How to complete this task
Single out the lines of the material that contain "pole" and copy them.

Records provided
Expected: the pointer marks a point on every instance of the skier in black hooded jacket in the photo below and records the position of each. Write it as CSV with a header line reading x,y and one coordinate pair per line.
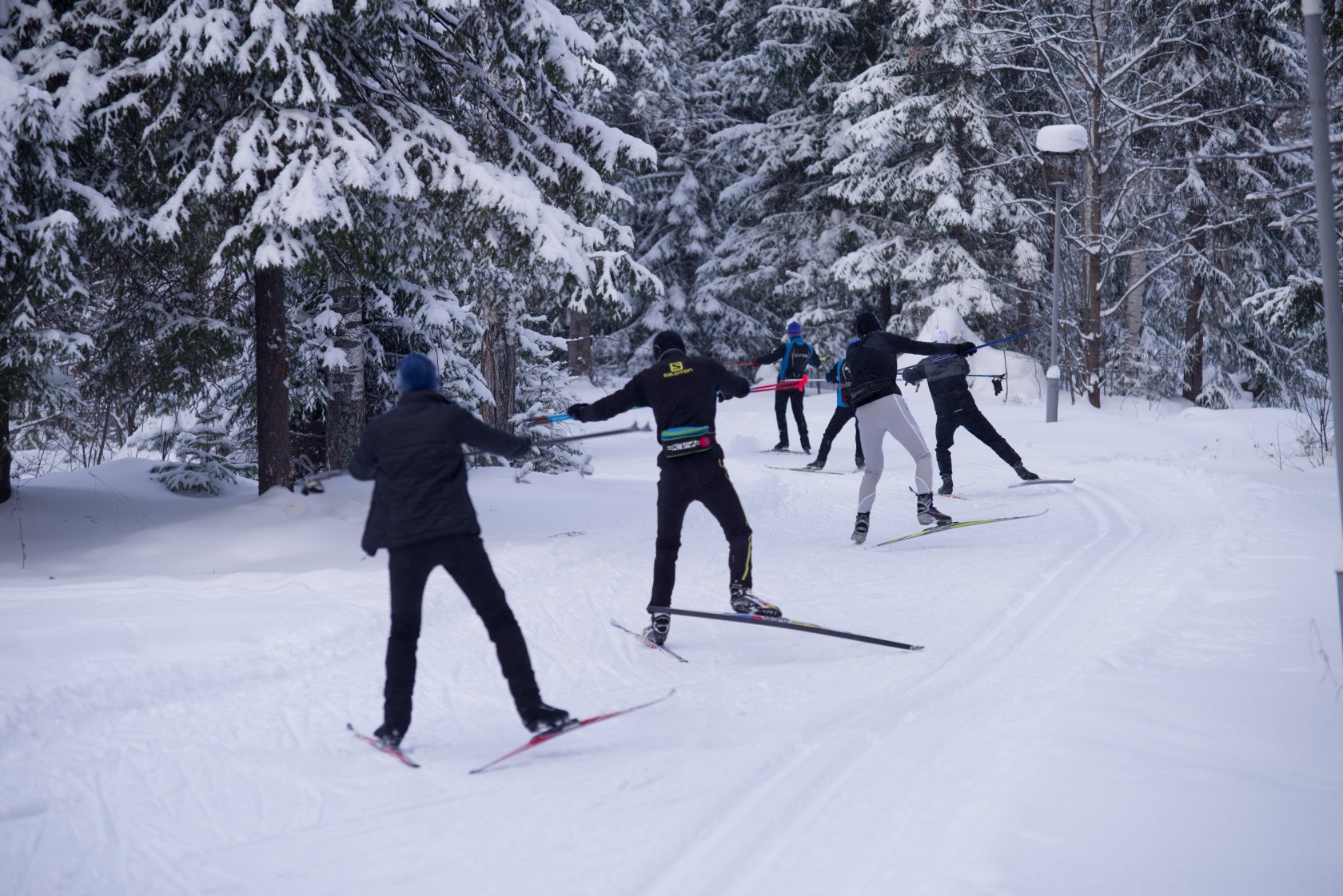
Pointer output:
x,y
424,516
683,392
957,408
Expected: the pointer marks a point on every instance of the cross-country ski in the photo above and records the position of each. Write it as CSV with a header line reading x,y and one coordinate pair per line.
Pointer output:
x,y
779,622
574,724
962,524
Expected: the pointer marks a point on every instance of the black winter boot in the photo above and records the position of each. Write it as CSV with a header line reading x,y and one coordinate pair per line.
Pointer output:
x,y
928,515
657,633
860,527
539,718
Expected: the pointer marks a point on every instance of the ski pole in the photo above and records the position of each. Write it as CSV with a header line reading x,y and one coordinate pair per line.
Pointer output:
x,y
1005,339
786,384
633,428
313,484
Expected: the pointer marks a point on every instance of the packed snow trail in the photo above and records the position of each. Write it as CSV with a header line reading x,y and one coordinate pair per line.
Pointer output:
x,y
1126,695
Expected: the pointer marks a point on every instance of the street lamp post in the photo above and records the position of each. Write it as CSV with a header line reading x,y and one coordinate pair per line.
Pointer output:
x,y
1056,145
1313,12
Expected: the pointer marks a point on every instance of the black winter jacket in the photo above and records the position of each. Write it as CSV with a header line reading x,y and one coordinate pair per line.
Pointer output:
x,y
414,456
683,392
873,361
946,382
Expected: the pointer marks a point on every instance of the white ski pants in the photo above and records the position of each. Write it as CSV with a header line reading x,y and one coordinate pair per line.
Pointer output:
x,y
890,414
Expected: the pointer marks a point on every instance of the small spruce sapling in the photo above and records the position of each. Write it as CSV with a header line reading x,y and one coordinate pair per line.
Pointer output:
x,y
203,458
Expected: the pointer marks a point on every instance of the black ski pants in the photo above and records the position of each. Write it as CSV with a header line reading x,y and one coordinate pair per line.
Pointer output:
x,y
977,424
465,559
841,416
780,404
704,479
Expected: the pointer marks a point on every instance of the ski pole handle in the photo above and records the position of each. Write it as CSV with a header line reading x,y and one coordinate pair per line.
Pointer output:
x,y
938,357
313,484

Task response
Expected: the pointer marks a point on every instance of the ski pole in the photo above and records the position of each. Write it as CSV with a header line reading x,y and one coordinate pair per line.
Expected: the pointer marks a point on every instance of the ski pole handle in the photo above and records the position of each. Write it as CSV with a header line reading x,y and one coordinate pair per line.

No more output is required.